## ARTICLE
If \(a\) and \(b\) are the same number and > 1 then the distribution is symmetrical around 0.5. One special case is if \(a = b = 1\). In this case we have a uniform distribution over the whole probability range - a straight horizontal line.

Here are some more Beta distributions to illustrate some of those points.

par(mfrow=c(2, 3)) # plotting in grid
x <- seq(0, 1, 0.01) # probs
a=1; b=1
for (i in seq(0, 30, 6)){
    y=dbeta(x, a+i, b+i) # Beta(a,b) density
    #the plots
    plot(x, y, ylim = c(0, max(y+0.05)), type="l", ylab='prob', 
         xlab=expression(theta), lwd=2,
         main = paste(paste('a=',a+i), paste('b=', b+i), sep = '; '))
}   

More Beta distributions

As we add more ‘evidence’ (\(a+b\)) the Beta distribution gets narrower.

Setting a prior distribution

Getting back to our question of the proportion of students who get first class marks we’ll begin with flat prior i.e. we initially believe that any proportion from 0 to 100% is realistic. We can represent this belief in any proportion as a Beta distribution with \(a\) = 1 and \(b\) = 1.

The first year available to us is 2010 and we’ll use this data to calculate a posterior distribution for the proportion of students who get a first class mark.

# load packages
library(readr)
library(dplyr)

# get the data
data_in <- read_csv('data/c5_firsts.csv')
ten <- data_in %>% filter(year==2010) # 2010 data

succ <- ten %>% tally(first) %>% pull() # all successes
n <- nrow(ten) # all trials

We’ve read in the data, subset it down to just the 2010 data and calculated both the number of successes and the total number of trials.

Let’s set up and plot our prior Beta distribution.

# plot prior
a <- 1
b <- 1
# possible proportions (theta)
x <- seq(0, 1, 0.001)
# density of x under Beta(1,1) dist
y <- dbeta(x, a, b) # prior
# plot
plot(x, y, type='l', xlab = expression(theta), ylab = expression(paste('P(', theta, ')')))

A Uniform prior distribution (Beta(1,1))

As you can see this is a uniform distribution - the probability is exactly the same for every proportion (\(\theta\)) on the x-axis.

## SET TASK A
Rename "Report" to "Output" in the listing, from its first line up to and including the line with "<point>178,163</point>", and leave everything else as it is.

(Dataset excerpt)
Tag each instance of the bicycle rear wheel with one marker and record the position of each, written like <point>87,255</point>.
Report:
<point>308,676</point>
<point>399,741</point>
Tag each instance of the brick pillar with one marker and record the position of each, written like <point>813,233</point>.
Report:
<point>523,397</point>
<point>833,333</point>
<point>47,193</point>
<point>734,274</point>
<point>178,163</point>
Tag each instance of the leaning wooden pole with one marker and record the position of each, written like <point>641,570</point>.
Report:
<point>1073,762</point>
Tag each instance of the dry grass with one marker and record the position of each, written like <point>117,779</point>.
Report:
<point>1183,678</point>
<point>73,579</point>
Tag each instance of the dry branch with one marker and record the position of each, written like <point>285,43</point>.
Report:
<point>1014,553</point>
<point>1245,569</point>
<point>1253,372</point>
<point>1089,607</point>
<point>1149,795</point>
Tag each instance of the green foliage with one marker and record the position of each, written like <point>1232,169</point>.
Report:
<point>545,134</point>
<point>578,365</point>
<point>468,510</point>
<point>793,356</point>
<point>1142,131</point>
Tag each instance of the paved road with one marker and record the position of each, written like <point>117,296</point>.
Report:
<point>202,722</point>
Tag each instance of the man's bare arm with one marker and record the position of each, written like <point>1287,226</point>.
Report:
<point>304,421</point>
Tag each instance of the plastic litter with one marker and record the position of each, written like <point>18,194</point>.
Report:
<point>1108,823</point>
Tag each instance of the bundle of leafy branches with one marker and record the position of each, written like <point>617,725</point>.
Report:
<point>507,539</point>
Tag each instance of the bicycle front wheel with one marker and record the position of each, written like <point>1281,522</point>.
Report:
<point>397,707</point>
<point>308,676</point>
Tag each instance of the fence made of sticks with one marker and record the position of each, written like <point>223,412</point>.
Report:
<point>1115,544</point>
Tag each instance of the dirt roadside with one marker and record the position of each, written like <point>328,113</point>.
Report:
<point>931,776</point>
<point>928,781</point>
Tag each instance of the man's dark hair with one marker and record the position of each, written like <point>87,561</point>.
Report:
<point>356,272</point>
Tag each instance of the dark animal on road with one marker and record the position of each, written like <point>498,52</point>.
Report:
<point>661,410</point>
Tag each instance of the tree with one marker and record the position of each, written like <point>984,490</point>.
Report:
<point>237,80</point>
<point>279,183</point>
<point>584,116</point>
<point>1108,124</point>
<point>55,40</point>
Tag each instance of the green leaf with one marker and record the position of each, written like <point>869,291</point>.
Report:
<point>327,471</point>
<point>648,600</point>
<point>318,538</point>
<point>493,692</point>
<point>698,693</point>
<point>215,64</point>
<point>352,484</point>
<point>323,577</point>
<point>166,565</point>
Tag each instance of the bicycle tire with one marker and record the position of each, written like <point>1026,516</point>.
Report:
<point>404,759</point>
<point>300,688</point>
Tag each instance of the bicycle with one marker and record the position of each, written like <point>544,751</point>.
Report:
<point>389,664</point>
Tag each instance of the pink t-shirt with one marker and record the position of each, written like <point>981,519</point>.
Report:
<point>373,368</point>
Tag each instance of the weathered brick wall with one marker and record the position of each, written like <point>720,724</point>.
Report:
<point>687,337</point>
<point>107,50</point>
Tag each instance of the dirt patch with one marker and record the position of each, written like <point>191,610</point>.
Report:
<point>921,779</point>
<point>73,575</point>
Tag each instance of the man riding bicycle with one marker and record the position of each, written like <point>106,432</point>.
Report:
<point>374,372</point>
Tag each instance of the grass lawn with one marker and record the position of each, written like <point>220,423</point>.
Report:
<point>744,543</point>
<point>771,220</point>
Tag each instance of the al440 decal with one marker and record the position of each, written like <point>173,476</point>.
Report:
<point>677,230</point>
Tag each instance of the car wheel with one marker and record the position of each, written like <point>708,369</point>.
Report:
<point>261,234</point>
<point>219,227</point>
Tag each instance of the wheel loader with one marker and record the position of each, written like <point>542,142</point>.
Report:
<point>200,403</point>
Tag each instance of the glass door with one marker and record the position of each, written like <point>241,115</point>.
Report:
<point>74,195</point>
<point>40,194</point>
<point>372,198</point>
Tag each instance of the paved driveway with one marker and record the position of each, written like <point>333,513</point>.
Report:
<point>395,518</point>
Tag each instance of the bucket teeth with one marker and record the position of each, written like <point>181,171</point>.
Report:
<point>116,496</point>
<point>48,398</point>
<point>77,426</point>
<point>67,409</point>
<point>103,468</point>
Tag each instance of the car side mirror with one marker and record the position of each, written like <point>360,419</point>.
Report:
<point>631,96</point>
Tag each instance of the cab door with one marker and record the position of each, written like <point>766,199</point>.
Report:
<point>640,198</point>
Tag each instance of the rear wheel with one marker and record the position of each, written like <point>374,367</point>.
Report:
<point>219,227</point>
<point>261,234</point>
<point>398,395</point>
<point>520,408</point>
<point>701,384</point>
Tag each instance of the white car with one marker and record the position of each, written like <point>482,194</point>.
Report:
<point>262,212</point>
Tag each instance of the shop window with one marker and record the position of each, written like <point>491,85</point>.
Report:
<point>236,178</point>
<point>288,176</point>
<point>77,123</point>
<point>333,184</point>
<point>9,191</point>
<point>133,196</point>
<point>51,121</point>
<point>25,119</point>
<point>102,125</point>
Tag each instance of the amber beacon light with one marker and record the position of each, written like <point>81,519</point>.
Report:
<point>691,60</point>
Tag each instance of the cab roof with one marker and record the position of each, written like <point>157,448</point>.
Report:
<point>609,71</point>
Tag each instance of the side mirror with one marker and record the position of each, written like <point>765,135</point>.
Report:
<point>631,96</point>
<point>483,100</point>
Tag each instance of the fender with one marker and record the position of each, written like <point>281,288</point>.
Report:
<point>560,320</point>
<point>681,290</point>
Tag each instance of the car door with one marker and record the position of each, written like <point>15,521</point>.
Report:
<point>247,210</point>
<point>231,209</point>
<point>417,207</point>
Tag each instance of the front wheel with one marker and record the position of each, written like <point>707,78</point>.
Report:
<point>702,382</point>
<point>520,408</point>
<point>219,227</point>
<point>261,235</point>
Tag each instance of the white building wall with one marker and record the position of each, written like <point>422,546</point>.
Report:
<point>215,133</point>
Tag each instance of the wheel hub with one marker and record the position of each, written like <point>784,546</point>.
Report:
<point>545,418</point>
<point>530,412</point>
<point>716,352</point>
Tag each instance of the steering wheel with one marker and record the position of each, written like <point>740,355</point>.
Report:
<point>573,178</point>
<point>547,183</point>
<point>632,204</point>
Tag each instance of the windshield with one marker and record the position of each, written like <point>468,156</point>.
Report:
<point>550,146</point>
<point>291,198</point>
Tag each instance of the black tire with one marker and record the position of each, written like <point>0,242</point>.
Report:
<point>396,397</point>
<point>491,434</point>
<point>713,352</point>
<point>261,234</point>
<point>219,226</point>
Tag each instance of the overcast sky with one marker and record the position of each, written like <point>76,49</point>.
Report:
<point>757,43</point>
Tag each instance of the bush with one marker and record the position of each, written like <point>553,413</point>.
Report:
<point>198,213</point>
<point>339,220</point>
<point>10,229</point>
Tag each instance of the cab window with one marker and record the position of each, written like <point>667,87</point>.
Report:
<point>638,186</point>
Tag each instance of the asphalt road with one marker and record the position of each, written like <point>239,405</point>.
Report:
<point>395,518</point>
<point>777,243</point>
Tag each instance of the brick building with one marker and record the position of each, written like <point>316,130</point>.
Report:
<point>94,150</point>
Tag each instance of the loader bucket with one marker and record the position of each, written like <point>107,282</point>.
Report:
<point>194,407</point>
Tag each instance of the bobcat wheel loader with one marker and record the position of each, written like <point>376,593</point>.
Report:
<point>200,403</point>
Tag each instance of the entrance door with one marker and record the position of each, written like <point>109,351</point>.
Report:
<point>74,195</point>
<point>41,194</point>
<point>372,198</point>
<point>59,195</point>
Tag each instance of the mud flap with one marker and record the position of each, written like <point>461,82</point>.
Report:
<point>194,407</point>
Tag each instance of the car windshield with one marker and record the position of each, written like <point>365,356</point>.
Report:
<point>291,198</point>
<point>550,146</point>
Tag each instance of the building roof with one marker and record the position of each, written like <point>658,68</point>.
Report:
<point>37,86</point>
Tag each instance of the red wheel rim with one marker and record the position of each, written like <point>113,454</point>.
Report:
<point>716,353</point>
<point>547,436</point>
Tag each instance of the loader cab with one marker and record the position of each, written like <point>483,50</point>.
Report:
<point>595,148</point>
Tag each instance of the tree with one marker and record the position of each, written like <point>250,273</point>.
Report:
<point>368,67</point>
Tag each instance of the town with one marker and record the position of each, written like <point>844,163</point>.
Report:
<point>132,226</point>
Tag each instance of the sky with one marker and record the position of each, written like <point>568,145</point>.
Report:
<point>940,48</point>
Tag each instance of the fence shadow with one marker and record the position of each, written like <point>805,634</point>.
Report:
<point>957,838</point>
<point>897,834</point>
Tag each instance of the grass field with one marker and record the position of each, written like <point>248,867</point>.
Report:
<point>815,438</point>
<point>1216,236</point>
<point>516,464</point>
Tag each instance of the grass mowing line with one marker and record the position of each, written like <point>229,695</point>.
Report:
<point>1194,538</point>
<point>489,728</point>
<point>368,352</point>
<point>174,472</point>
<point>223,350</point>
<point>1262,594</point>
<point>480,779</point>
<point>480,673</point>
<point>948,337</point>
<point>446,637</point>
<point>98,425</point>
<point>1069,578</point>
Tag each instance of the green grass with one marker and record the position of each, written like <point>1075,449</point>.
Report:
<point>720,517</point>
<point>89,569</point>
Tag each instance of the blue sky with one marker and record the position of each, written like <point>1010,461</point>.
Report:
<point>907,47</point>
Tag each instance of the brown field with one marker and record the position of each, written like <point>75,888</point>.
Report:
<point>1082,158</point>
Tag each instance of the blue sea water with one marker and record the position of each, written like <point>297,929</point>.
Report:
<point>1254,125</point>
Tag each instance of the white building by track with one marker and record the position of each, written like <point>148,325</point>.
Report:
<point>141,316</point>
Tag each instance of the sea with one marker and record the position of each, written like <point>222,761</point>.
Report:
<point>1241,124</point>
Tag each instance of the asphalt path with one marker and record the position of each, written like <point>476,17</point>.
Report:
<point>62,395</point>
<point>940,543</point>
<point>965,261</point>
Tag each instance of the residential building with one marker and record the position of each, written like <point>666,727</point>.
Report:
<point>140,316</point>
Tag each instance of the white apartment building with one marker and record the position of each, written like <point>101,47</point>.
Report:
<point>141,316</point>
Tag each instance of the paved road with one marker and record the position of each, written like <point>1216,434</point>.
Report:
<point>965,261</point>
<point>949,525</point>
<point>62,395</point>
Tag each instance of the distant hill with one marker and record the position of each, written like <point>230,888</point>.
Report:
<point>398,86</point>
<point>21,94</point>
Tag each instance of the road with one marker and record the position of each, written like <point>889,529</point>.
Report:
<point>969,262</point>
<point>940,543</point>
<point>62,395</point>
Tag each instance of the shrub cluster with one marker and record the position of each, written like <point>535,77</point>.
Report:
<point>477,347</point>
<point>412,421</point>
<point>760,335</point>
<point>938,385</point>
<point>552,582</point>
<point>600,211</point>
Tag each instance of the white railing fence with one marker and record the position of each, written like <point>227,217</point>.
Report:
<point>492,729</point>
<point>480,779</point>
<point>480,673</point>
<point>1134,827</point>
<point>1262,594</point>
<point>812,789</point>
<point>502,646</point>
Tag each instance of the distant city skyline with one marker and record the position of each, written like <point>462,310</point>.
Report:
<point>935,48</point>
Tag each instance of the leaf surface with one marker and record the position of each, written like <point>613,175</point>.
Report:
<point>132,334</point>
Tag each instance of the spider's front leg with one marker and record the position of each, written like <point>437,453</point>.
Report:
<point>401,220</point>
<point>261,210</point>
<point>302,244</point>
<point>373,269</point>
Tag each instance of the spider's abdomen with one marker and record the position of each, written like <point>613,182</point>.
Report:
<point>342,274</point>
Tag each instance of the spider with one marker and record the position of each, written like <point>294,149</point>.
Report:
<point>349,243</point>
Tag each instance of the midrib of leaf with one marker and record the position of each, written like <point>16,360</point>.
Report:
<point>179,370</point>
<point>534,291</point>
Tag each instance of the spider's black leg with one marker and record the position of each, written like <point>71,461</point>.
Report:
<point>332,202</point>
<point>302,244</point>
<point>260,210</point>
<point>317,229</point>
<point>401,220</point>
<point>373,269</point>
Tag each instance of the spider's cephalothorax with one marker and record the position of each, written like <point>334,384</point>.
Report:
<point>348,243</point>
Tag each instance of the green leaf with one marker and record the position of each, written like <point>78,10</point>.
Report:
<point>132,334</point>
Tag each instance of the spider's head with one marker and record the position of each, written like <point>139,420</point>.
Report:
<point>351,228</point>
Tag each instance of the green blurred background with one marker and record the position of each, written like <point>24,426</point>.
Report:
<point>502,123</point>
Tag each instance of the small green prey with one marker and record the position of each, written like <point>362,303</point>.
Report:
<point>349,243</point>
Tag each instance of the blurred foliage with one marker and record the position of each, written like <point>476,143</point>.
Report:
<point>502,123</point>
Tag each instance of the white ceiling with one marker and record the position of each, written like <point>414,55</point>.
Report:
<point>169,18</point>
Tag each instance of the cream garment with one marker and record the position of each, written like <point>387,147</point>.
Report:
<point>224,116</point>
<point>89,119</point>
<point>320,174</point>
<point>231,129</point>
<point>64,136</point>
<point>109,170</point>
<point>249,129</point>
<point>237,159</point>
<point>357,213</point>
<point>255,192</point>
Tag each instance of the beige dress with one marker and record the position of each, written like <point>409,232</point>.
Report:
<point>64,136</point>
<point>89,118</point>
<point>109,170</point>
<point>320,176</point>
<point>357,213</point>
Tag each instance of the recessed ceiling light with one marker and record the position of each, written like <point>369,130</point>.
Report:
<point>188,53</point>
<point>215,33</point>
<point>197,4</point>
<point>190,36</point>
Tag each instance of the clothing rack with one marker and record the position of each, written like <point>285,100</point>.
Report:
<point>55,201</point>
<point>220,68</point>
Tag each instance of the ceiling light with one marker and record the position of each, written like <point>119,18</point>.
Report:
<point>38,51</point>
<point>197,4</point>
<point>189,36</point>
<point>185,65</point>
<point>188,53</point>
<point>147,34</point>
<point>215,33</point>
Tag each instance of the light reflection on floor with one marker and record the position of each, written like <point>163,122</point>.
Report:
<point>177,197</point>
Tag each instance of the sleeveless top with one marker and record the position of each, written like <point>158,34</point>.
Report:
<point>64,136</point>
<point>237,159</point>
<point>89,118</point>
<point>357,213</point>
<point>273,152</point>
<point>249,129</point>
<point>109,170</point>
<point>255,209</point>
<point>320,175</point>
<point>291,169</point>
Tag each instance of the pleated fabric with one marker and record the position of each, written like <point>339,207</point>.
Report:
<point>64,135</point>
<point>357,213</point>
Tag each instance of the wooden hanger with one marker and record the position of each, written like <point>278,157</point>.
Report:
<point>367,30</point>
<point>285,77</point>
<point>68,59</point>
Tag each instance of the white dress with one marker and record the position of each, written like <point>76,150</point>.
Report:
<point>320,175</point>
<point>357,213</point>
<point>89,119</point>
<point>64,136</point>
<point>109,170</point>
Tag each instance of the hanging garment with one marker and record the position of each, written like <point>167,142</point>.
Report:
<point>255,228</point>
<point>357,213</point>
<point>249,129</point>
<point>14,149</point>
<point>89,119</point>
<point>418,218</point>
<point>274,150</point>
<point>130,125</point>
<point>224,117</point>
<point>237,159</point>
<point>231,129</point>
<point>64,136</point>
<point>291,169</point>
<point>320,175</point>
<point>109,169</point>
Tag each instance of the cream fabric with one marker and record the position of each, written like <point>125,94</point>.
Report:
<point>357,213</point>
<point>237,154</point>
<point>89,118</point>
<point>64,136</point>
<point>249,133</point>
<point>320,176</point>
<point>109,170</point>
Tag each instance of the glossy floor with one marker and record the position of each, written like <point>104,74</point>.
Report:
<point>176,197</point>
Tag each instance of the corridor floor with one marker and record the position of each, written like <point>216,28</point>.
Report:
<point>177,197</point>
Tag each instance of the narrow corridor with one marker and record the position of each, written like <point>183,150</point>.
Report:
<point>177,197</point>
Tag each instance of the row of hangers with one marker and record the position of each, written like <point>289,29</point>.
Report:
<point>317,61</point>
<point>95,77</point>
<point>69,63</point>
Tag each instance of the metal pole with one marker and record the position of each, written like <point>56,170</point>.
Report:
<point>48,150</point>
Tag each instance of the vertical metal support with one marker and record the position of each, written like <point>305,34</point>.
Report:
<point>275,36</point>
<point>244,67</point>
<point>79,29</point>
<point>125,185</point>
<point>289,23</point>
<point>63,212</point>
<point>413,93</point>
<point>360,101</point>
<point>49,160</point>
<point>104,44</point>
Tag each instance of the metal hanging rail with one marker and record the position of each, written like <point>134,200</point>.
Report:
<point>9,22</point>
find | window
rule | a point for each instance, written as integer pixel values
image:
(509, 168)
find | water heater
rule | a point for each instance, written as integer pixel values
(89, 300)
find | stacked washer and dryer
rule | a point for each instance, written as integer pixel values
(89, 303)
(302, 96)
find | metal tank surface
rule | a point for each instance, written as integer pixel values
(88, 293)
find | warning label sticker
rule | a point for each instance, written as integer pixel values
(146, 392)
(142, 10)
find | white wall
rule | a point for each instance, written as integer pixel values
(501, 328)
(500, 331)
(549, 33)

## SET TASK B
Answer these questions about the passage on Beta distributions:
(i) Which values of a and b give a uniform distribution?
(ii) Which year's data is used to calculate the first posterior distribution?
(iii) Which file does the code read the data from?

## EXERCISE RESULT A
Tag each instance of the bicycle rear wheel with one marker and record the position of each, written like <point>87,255</point>.
Output:
<point>308,676</point>
<point>399,741</point>
Tag each instance of the brick pillar with one marker and record the position of each, written like <point>813,233</point>.
Output:
<point>523,397</point>
<point>833,333</point>
<point>47,193</point>
<point>734,274</point>
<point>178,163</point>

## EXERCISE RESULT B
(i) a = b = 1
(ii) 2010
(iii) data/c5_firsts.csv